__Задания__.
A – Зачем, судя по фрагменту о восприятии «Евгения Онегина», герой повести «Московский Европеец» порицал все отечественное и хвастал своими победами? Ответьте одним-двумя предложениями.
B – Изложите фрагмент о восприятии «Евгения Онегина» в двух предложениях.
C – Продолжите фрагмент о восприятии «Евгения Онегина» после его последнего предложения.

__Предложенный фрагмент__.
━━━━━━━━━━━━━━━━
Авторы массовой светской повести сводят Онегина (по-видимому, бессознательно) до уровня байронического злодея, Татьяну представляют его невинной жертвой, содержание романа исчерпывают любовным треугольником. В данном случае можно говорить о тривиальном восприятии и осмыслении «Евгения Онегина» вульгарно романтическими писателями.3

Иную позицию в споре о «Евгении Онегине» занимает автор повести «Московский Европеец». Его цель — в общественной дискредитации Онегина, в пародировании Пушкина, которое выявляется по ходу повествования.

Повесть начинается описанием московского бала, и на первой же странице автор дает следующий портрет героя, насыщенный ассоциациями с «Евгением Онегиным»: «Близ зеркальных дверей галереи, примыкавшей к гостиной, <...> в готических креслах сидел молодой человек. Лицо его имело странное выражение. Бледное, почти зеленоватое, оно не представляло никакого следа мысли, никакого чувства. Его тусклые, или, лучше, мутные, глаза уже совершенно потеряли блеск, какой обыкновенно бывает у глаз этого возраста. Страсти в них не было, и за исключением золотых очков даже ума в них не было <...> Коротко сказать, лицо его было общее место гостиных. Но странная улыбка, смесь эпиграммы и презрения, лежала на устах его, и по ней можно было узнать, что он был Московский Европеец, один из тех молодых людей, которые еще в чине четырнадцатого класса проглотили всю мудрость и всех женщин. В его стеклянных глазах можно было прочитать неверие в Несторову летопись и в женскую добродетель. Балланш и Бальзак составляли основание его философии: он охотно порицал все отечественное, чтобы казаться умным, хвастал своими победами над обломками нескольких разбитых добродетелей в чепчиках, чтобы прослыть разочарованным, либеральничал в гостином дворе и придерживался правил чистого деспотизма со своими любовницами и лакеями».4

Пушкин в романе неоднократно подчеркивает странность своего героя, говорит о ней и косвенно и прямо: поэту нравятся черты Онегина, его странность; Онегин для него «спутник странный» (VI, 189). В повести мотив странности героя также выделен: лицо его «имело странное выражение», на устах его «странная улыбка».
━━━━━━━━━━━━━━━━
__Сохранённые данные__.
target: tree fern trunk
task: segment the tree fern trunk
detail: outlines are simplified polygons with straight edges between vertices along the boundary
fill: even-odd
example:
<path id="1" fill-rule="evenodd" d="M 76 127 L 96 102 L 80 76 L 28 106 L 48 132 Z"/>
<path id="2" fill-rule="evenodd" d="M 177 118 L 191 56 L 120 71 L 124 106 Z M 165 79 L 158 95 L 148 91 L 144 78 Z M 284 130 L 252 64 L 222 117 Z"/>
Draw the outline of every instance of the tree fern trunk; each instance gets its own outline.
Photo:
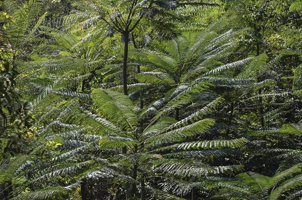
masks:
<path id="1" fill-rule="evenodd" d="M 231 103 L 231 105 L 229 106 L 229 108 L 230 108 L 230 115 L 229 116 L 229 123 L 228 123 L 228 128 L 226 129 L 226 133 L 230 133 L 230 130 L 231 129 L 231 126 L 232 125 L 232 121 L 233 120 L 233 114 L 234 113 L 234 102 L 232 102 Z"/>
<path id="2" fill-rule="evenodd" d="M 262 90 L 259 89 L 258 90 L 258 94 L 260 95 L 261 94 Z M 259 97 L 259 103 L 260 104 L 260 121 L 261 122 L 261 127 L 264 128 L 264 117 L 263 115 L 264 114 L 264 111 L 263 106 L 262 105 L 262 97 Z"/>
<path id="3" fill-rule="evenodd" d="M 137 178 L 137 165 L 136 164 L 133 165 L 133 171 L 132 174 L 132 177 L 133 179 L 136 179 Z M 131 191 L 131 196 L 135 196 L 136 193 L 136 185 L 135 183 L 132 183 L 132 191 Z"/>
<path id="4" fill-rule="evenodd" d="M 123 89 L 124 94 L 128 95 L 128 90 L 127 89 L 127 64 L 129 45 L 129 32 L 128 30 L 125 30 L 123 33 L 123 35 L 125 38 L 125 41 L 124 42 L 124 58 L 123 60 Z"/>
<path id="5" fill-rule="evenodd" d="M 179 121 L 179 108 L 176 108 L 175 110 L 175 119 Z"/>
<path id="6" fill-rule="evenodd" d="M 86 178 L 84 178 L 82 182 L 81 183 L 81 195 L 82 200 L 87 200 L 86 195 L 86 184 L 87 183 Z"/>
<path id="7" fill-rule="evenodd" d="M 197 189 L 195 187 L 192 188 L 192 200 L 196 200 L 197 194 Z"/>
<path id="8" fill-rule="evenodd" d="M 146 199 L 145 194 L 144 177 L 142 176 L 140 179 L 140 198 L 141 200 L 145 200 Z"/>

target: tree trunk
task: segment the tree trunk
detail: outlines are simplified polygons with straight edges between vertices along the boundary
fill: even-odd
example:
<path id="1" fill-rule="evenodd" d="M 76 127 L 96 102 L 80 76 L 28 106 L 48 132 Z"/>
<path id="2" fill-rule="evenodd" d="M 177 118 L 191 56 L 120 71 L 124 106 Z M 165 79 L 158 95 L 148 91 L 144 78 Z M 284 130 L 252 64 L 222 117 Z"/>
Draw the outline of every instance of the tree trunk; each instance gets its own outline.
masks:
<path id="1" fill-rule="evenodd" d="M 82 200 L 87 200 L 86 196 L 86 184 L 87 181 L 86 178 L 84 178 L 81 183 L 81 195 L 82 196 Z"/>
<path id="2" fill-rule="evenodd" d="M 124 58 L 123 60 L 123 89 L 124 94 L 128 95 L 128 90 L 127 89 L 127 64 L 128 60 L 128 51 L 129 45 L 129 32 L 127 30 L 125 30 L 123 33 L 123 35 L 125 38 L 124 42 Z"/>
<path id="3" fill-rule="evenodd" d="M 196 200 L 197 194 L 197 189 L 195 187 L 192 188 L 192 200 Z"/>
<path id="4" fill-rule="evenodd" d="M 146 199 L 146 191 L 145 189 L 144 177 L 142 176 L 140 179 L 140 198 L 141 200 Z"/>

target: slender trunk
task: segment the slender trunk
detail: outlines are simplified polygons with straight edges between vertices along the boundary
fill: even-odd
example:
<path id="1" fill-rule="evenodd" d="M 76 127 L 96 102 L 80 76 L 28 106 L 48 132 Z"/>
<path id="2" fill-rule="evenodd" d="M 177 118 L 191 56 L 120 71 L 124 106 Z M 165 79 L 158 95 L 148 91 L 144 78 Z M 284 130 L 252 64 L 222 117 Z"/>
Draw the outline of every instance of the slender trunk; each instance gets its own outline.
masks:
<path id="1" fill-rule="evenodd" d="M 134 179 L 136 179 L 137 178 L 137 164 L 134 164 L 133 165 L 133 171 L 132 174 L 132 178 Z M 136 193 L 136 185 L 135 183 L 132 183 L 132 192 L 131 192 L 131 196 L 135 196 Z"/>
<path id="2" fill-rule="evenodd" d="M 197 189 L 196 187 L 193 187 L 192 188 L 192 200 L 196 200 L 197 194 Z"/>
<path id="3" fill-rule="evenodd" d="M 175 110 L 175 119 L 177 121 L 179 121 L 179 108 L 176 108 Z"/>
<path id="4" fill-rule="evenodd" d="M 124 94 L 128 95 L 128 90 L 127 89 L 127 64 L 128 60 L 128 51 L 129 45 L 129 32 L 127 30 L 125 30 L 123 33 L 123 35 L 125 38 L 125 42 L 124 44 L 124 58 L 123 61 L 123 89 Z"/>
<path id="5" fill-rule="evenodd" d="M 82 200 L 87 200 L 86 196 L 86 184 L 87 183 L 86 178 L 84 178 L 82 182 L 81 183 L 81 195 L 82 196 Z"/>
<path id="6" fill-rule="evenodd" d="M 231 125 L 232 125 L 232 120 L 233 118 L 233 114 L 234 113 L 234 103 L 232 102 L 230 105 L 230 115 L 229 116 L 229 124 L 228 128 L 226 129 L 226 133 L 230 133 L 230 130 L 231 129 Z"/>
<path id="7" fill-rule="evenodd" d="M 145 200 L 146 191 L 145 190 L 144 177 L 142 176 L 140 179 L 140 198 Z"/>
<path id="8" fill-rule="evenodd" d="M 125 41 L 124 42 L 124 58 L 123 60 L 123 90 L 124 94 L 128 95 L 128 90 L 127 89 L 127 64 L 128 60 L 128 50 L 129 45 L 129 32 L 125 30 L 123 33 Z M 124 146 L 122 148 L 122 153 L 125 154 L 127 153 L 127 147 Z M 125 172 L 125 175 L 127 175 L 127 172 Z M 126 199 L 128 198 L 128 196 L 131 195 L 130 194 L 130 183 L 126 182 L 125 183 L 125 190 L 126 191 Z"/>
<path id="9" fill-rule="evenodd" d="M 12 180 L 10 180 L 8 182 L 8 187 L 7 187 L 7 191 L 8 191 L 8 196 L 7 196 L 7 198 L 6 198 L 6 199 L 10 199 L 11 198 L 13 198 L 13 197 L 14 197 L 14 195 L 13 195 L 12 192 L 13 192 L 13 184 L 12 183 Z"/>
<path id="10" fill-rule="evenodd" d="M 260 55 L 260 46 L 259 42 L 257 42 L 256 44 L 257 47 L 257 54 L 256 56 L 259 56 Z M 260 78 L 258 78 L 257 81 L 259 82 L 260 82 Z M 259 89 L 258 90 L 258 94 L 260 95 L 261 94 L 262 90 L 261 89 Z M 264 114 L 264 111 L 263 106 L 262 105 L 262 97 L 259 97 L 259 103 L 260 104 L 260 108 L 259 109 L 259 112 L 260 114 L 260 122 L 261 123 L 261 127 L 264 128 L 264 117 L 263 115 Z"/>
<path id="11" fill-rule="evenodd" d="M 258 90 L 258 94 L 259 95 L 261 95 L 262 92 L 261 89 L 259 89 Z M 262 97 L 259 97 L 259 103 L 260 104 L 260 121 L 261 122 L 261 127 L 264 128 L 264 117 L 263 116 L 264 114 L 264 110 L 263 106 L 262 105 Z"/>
━━━━━━━━━━━━━━━━
__Ответы к заданиям__.
A – Все отечественное он порицал, чтобы казаться умным. Победами над «обломками нескольких разбитых добродетелей в чепчиках» он хвастал, чтобы прослыть разочарованным.

B – Авторы массовой светской повести тривиально воспринимали «Евгения Онегина»: они сводили Онегина к байроническому злодею, Татьяну представляли его невинной жертвой, а содержание романа ограничивали любовным треугольником. Автор повести «Московский Европеец» занимает иную позицию: он стремится к общественной дискредитации Онегина, пародирует Пушкина и, подобно поэту, подчеркивает странность своего героя.

C –
Пушкин упоминает об эпиграмматическом даре Онегина, который «имел счастливый талант» возбуждать «улыбку дам» «огнем нежданных эпиграмм». Поэт признается, что он привык к «мрачной злости» онегинских эпиграмм, к тому, что Онегин «людей, конечно, знал И вообще их

217

презирал». В повести улыбка героя определяется как «смесь эпиграммы и презрения».

«Он рыться не имел охоты В хронологической пыли Бытописания земли» (IV, 7), — говорит об Онегине Пушкин. Герой повести «не верил в Несторову летопись».

Следуя за пушкинским описанием Онегина, автор повести пишет и о любовных похождениях своего героя, его разочарованности, европеизме и либерализме. Но это сближение подчинено пародийной задаче. Опираясь на пушкинский текст, автор повести ставит иные смысловые акценты, призванные развенчать онегинские черты в его герое.

Так, если у Онегина «резкий охлажденный ум», если он знал «страстей игру» (VI, 23), то в глазах героя повести не было «страсти», «даже ума в них не было»; Московский Европеец лишь хочет казаться умным. Герой повести не разочарован подобно Онегину; он стремится «прослыть разочарованным». В сниженном пародийном плане трактуется в повести и «наука страсти нежной». Светские красавицы, над которыми одерживал победы Онегин, заменены «несколькими разбитыми добродетелями в чепчиках»; победой над ними «хвастает» Московский Европеец.

Вывернута наизнанку и ориентация Онегина на европейскую культуру: она оборачивается порицанием всего отечественного. Пародируется и либерализм Онегина. Если Онегин переводит своих крестьян с барщины на оброк, занят либеральными преобразованиями в деревне, то герой повести «либеральничал в гостином дворе» и к тому же «придерживался правил чистого деспотизма со своими любовницами и лакеями».

Онегин — недюжинный человек, автор повести делает Московского Европейца «общим местом гостиных».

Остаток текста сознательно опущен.